Work instruction >>
A faithful copy is needed. Set down all of the data below exactly.

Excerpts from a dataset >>

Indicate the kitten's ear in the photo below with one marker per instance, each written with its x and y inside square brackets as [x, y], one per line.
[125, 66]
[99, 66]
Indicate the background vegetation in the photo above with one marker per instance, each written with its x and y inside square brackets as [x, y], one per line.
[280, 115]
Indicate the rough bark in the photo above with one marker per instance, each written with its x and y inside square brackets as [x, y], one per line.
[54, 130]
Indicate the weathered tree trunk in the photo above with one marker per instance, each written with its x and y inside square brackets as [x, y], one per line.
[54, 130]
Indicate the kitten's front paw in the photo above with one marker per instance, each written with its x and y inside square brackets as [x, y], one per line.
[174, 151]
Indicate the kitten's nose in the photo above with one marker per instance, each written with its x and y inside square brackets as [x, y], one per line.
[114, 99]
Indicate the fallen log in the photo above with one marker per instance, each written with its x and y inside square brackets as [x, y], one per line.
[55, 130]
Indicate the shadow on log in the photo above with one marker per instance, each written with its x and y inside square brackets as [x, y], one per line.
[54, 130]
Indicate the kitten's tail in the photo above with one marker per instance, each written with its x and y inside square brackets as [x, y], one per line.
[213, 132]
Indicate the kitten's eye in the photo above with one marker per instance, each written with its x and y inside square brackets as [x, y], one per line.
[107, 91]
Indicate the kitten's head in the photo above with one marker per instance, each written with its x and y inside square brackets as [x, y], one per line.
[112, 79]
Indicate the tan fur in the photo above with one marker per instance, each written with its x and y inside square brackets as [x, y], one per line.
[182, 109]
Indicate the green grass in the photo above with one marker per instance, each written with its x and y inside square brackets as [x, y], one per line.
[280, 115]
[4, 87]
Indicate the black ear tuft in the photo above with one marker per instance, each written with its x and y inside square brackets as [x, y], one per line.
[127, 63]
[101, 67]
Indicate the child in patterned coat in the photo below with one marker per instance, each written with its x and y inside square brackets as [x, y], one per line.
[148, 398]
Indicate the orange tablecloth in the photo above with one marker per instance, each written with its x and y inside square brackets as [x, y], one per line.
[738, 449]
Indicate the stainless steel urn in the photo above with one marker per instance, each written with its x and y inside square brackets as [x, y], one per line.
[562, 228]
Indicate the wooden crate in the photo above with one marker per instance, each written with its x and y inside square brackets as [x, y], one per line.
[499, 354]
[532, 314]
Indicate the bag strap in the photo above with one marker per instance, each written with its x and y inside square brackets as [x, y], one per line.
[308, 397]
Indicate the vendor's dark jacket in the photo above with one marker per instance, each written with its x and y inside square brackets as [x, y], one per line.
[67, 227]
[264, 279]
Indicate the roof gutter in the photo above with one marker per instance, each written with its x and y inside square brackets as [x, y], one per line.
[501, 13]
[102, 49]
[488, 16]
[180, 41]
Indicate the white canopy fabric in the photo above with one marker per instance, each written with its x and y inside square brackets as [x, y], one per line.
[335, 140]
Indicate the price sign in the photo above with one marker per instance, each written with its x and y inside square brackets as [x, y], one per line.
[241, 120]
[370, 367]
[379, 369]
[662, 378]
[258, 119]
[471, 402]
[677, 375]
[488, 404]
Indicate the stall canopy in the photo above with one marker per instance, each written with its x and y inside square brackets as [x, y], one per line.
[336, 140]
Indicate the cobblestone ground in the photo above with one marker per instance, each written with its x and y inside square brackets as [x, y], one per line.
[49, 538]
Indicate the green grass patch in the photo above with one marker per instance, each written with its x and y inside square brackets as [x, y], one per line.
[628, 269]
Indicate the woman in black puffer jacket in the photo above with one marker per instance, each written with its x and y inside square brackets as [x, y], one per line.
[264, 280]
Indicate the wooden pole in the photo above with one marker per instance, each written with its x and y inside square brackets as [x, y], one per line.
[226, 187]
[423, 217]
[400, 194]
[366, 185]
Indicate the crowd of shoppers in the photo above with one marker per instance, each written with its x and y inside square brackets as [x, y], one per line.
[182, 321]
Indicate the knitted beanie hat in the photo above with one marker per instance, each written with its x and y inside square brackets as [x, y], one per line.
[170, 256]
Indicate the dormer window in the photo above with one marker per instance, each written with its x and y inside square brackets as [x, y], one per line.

Reply to the task >>
Indicate the kitten's ear in the photo below with one marker per instance, each written with its x and y inside square brackets as [x, y], one per line.
[125, 66]
[99, 66]
Indicate the background vegetation in the photo above with one marker per instance, each written with its x and y inside square brackets as [x, y], one per line.
[280, 115]
Indicate the rough bark in the photo above with one marker per instance, each written with its x and y inside square brackets as [x, y], one per line.
[54, 130]
Indicate the weathered tree trunk in the photo above with one marker per instance, each written with its x and y inside square brackets as [x, y], one per line.
[54, 130]
Indicate the kitten's front paw in the photo above with one marker per instance, each written with its x and y inside square brackets as [x, y], one per line.
[174, 151]
Indicate the kitten's nose in the photo above with one marker per instance, each written with its x and y inside square brackets as [x, y], one per line.
[114, 99]
Indicate the fallen log in the photo above with one marker per instance, each written with its x and y inside square brackets as [x, y], one per line.
[55, 130]
Indicate the shadow on log in the photo above with one marker per instance, each written with its x and y inside square brackets as [x, y], one per line.
[54, 130]
Indicate the kitten's tail in the photo above with one marker per instance, each written with its x and y inside square brackets as [x, y], one per line.
[213, 132]
Indicate the kitten's eye in the photo above with one marker per instance, each written with its x and y inside square brackets as [x, y], one per line.
[107, 91]
Indicate the kitten's head in the photo above with one marker per instance, each written with its x and y inside square brackets as [x, y], one per line.
[112, 79]
Indicate the tan fur in the photo above with one marker per instance, each written with its x and y inside square brackets as [x, y], one per line.
[182, 109]
Indicate the green grass in the photo above with one marker per instance, each written with its x and y inside square brackets as [x, y], one per line.
[280, 115]
[4, 87]
Indicate the black ear tuft in the photo above with one marker per instance, each written with its x and y inside square brackets as [x, y], one per line.
[127, 63]
[101, 67]
Indicate the child in patterned coat in the photo below with one marker per instance, each written with its x and y inside square brackets as [x, y], one per line.
[148, 398]
Indicate the orange tablecloth in the photo above with one marker per instance, each written with its x and y inside square brackets as [x, y], one per line.
[738, 449]
Indicate the stainless steel urn in the photo above with one marker per instance, each written with its x and y inside square brackets as [x, y], one per line.
[562, 228]
Indicate the wooden crate in the photo above with one marker per instance, each written with its x and y inside square brackets as [x, y], one per line.
[499, 354]
[532, 314]
Indicate the bag strap in the photo above with one marker per instance, each written with its x and y inside square brackets as [x, y], one per line.
[308, 397]
Indicate the vendor's dark jacket in the photo above with one marker per instance, each written with its x and y inside square brackets as [x, y], one per line.
[67, 227]
[264, 279]
Indicate the roof gutter in the photo above with one marker per instance, each written with its x and y inside square brackets as [x, y], one per line.
[501, 13]
[102, 49]
[488, 16]
[180, 41]
Indicate the white canopy fabric in the photo above with one marker per instance, each written with its x and y inside square brackets as [x, y], one per line.
[335, 140]
Indicate the price sign in the photo above with one marker per instance, each written with its x and y inside square brackets as [x, y], one per line.
[241, 120]
[370, 367]
[379, 369]
[662, 378]
[258, 119]
[471, 402]
[677, 375]
[488, 404]
Indicate the stall canopy in the photo above with one marker per instance, each written with its x and y inside square brackets as [x, y], one per line.
[336, 140]
Indicate the cobblestone ground in the photo above with one marker per instance, each written with its x and y inside square brackets as [x, y], one per line.
[49, 538]
Indicate the green grass patch in the photo above with one marker per instance, each written with its x and y inside square brackets as [x, y], one per line.
[628, 269]
Indicate the woman in black puffer jacket in the photo above with one marker per instance, each written with its x and y inside square brackets as [x, y], one per line.
[264, 280]
Indicate the wooden pole in the photo above with one marker per instance, each written with its x and y inside square brackets as [x, y], one per line.
[226, 187]
[423, 217]
[400, 194]
[366, 185]
Indicate the crowd of shoppers in the photo above with one marker per instance, each written with its x and y inside square brackets as [x, y], one per line.
[182, 321]
Indicate the knitted beanie hat in the photo above with one marker per instance, each written with its x and y inside square brackets as [x, y], one per line.
[170, 256]
Indicate the dormer window in the photo above with one marker per instance, each written with its x and y inside square brackets as [x, y], one per line.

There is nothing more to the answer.